Reprint each record exactly. Pictures are not reprinted.

Segment Open

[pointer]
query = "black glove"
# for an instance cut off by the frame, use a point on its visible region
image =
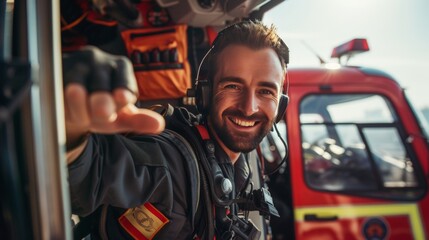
(98, 71)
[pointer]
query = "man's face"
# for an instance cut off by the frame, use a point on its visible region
(246, 92)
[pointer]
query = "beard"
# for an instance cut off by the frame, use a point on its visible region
(241, 141)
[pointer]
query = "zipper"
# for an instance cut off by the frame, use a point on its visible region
(194, 157)
(102, 226)
(159, 67)
(137, 35)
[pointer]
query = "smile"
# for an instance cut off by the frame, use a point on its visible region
(243, 123)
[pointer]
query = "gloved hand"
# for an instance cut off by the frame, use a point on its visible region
(99, 95)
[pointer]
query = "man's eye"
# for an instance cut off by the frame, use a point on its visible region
(266, 92)
(231, 86)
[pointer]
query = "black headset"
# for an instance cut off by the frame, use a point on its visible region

Segment Closed

> **Exercise response**:
[pointer]
query = "black glove"
# for an instance cut off by the frame, use a point on its visible region
image =
(98, 71)
[pointer]
query = "man's face"
# for an instance cut off by the frame, use a point on its visible region
(246, 92)
[pointer]
query = "beard"
# for an instance cut off by the frame, use a point on its visible region
(241, 141)
[pointer]
query = "zipper"
# for an instance cut off by the frame, use a point on its visible region
(194, 157)
(102, 226)
(159, 67)
(137, 35)
[pointer]
query = "smile"
# for an instance cut off by the frame, use a point on its visible region
(243, 123)
[pointer]
query = "gloved hand"
# for an instance cut off by the frame, use a point on its visible region
(99, 95)
[pointer]
query = "man's eye"
# for an instance cut off by the frame, use a point on its visible region
(266, 92)
(231, 86)
[pointer]
query = "black headset"
# for an instance cut off by the frame, use a point on its visible region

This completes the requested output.